--- Data supplied ---

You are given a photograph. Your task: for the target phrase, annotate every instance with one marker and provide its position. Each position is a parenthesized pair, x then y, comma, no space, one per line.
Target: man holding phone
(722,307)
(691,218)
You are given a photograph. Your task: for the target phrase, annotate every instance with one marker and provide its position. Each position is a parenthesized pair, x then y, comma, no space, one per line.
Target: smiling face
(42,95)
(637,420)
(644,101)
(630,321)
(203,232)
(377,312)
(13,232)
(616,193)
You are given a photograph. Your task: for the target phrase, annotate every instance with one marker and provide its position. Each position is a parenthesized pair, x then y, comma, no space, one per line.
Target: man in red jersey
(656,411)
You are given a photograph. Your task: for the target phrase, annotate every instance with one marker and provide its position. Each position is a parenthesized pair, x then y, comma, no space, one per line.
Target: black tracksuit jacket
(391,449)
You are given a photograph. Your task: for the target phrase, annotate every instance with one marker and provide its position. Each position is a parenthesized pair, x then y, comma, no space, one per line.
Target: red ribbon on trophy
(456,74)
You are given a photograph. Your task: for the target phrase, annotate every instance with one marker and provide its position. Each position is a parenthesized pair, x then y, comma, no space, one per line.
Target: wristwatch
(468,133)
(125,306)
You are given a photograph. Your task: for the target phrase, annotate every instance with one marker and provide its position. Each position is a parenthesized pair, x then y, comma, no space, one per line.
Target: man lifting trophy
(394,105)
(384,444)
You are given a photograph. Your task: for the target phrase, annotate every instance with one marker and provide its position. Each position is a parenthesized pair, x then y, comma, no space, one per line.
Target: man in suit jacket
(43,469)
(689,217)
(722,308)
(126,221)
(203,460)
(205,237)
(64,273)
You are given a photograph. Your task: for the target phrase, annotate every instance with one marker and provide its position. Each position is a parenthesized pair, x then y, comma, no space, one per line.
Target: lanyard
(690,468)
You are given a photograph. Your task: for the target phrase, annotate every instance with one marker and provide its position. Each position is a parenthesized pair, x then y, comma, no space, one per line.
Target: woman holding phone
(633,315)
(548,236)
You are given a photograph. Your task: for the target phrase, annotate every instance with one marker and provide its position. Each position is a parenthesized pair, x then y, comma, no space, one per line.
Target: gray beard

---

## Work to complete
With the material above as the source, restate each line word for word.

## Exercise answer
You are given a photograph. Your task: for the target phrase, annotate every instance with one marker and provide its position. Each position is a parenthesized pair, x then y, comma, no space, one per line.
Target: man holding phone
(722,307)
(691,218)
You are given a photograph. Your task: for the target phrase, annotate every instance with one marker and provide its position. Each position is a parenthesized pair, x then y, comma, no space, one per line.
Target: smiling face
(42,95)
(637,420)
(644,101)
(630,321)
(203,232)
(377,312)
(13,232)
(616,193)
You are given a photograph. Your task: for the target phrase, annotate every instance with one marker and provide its position. Each position is a parenthesized pair, x then y, comma, no space, one per line.
Target: man in red jersey
(656,411)
You are given a photograph. Your task: for the target phrase, annotate every instance with one marker and provide its position. Each position is a parenthesized pair, x then y, comma, no space, one per line.
Target: black tracksuit jacket
(391,449)
You are given a photograph. Your task: for the target phrase, annotate every instance with one marker and provide its position. Each position is a parenthesized pair, x then y, comma, no space, one per line.
Target: red ribbon on trophy
(456,74)
You are given a photograph. Your task: for the target phrase, annotate every instance with one marker and provide its position. Each position is a parenthesized pair, x then y, comma, no space, one per line.
Target: wristwatch
(468,133)
(125,306)
You are given a photograph. Your task: for the target phrase, annotate every instance with one marker and provide its position. Each position is a parenthesized pair, x then y, comma, no space, one per line.
Target: man lifting trophy
(394,105)
(384,444)
You are given a photograph. Your task: for the target phrase, annotate every instance with one marker and provide its position. Each position is a parenthesized pair, x then y, comma, no space, one per line.
Target: man in suit jacket
(43,469)
(689,217)
(722,308)
(126,221)
(203,460)
(205,237)
(64,273)
You are given a photograph. Your task: for the target phrase, annotate every instance with one marker and provide its position. Each position is a parenthesized pair, x then y, comma, no space, one per line.
Target: lanyard
(690,468)
You are given a photograph. Your task: for the target phrase, annotate every instance with one marker and provide its position. Each position is a parenthesized pair, x then y, comma, no space, one per line.
Target: woman holding phone
(633,315)
(548,236)
You are given a photograph. Your task: for the target phrase, annotate every instance with one marker and provide its position. Each position is a parenthesized pair, x then y, comma, no space, one per line.
Target: gray beard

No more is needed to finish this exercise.